>> Begin RECORDS SUPPLIED

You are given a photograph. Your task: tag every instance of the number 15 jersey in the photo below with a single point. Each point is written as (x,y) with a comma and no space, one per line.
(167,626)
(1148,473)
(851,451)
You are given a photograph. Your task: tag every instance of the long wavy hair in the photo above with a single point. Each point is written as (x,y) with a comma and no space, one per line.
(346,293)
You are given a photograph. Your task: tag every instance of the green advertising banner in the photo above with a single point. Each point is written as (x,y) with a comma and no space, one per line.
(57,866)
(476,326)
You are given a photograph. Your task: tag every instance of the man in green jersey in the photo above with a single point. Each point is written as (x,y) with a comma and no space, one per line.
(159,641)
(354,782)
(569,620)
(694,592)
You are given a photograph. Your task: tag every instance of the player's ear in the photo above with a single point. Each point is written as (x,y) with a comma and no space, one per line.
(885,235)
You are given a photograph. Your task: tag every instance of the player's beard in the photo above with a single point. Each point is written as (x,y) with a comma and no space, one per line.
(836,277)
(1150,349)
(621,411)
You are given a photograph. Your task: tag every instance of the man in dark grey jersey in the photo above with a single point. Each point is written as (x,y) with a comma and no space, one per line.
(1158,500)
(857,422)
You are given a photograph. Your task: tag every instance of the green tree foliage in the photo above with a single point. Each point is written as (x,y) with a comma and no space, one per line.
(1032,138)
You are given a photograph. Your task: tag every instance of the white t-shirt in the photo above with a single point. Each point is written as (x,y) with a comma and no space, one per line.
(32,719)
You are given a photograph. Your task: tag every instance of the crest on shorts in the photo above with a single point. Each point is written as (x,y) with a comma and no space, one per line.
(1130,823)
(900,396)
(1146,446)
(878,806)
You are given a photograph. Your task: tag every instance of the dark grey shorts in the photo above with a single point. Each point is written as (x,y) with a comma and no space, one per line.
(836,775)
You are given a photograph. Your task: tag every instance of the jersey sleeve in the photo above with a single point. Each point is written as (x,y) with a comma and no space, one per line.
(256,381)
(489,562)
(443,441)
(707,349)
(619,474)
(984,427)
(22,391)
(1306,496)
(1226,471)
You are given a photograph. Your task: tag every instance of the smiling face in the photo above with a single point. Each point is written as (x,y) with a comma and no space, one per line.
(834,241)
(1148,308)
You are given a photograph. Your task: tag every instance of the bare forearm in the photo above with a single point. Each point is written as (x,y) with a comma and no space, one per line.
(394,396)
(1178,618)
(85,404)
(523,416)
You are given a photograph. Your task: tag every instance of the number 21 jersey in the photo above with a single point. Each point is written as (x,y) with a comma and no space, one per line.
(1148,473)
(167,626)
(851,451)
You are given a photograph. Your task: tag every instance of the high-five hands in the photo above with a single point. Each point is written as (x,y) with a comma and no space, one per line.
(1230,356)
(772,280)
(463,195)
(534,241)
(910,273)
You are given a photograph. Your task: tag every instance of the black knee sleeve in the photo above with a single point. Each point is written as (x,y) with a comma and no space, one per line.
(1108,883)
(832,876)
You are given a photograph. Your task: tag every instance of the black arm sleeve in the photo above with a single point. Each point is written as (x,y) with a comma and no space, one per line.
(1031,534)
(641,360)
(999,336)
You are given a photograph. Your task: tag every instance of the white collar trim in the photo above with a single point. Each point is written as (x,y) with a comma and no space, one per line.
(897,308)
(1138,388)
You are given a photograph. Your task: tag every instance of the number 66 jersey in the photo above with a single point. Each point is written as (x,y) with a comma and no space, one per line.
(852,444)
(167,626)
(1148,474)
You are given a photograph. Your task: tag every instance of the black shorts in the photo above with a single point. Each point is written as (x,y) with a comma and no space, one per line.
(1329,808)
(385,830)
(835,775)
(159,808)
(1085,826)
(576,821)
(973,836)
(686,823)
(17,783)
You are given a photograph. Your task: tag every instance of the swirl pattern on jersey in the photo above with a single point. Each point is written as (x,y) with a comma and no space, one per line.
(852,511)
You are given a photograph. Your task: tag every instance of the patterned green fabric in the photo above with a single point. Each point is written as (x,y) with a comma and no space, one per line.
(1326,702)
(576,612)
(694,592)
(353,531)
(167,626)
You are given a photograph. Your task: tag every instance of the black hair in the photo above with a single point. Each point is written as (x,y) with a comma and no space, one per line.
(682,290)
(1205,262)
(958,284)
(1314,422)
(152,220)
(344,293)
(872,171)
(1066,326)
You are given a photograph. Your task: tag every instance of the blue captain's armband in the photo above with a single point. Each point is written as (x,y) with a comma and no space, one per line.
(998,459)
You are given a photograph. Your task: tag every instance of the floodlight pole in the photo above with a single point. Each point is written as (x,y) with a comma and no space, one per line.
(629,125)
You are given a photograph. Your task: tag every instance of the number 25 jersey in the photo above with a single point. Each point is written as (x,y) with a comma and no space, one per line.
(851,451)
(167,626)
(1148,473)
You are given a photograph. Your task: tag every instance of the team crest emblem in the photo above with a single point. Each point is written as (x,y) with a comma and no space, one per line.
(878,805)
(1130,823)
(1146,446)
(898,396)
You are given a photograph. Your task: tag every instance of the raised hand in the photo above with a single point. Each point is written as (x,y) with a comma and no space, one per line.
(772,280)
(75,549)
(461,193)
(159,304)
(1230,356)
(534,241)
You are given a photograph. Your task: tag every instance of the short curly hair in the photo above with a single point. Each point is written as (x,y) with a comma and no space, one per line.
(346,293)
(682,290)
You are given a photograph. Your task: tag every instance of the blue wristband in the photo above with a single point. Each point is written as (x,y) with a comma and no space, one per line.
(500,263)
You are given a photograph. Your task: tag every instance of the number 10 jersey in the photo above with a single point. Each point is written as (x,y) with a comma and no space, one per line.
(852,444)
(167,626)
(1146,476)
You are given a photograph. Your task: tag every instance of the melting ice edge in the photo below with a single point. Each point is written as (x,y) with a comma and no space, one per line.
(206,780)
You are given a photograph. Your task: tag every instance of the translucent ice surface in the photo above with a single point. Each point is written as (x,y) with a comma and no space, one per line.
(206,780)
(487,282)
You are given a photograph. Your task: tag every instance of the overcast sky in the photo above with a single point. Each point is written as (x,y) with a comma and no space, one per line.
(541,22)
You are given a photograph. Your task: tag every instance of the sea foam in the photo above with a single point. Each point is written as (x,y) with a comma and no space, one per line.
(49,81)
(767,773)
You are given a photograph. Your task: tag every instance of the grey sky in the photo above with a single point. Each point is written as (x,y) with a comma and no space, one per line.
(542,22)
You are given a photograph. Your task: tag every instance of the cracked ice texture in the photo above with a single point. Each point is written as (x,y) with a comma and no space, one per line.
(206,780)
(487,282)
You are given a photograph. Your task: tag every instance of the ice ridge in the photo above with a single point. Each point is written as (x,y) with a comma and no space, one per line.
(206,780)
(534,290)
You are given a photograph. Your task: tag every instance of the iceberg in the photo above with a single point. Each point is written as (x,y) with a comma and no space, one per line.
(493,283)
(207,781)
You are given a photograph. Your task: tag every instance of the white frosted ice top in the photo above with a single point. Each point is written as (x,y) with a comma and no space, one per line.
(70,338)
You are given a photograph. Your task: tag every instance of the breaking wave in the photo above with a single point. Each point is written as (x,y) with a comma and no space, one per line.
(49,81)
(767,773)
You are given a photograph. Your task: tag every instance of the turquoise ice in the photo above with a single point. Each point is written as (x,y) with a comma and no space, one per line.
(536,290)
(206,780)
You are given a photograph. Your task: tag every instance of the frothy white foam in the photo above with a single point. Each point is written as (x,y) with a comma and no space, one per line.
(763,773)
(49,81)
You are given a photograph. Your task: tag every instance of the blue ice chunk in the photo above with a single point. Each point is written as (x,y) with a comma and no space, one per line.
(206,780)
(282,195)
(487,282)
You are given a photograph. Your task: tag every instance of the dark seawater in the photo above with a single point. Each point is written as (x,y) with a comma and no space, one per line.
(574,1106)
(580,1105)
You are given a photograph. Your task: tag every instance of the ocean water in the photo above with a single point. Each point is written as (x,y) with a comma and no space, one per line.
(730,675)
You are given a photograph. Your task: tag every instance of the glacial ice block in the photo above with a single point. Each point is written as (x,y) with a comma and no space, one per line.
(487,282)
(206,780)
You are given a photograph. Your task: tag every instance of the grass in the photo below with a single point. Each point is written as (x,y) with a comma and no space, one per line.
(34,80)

>> End RECORDS SUPPLIED

_WRITTEN EXERCISE:_ Output exactly the lines between the one containing "the dark seawater" and the final line above, both inclusive.

_COMPLETED EXERCISE:_
You are given a photograph. Your task: tag every instance of the dark seawater in the photo above with a single point. Each point is written as (x,y) with a comma and no space, one per line.
(574,1106)
(580,1105)
You are given a photograph. Your task: tag every instance of the ocean water in the photo above with a single point. Each point is written as (x,y) with a comma and no space, one per line.
(730,675)
You are given a photograph. Your task: tag every instance of the glacial ice block in the photo above with a single point. Each point is written as (x,y) with a comma and no space, one per line.
(487,282)
(206,780)
You are given a photograph. Your task: tag every instance of the grass in the photo below with a single point. Each point is written as (x,y) with a comma and no space, one per line.
(34,80)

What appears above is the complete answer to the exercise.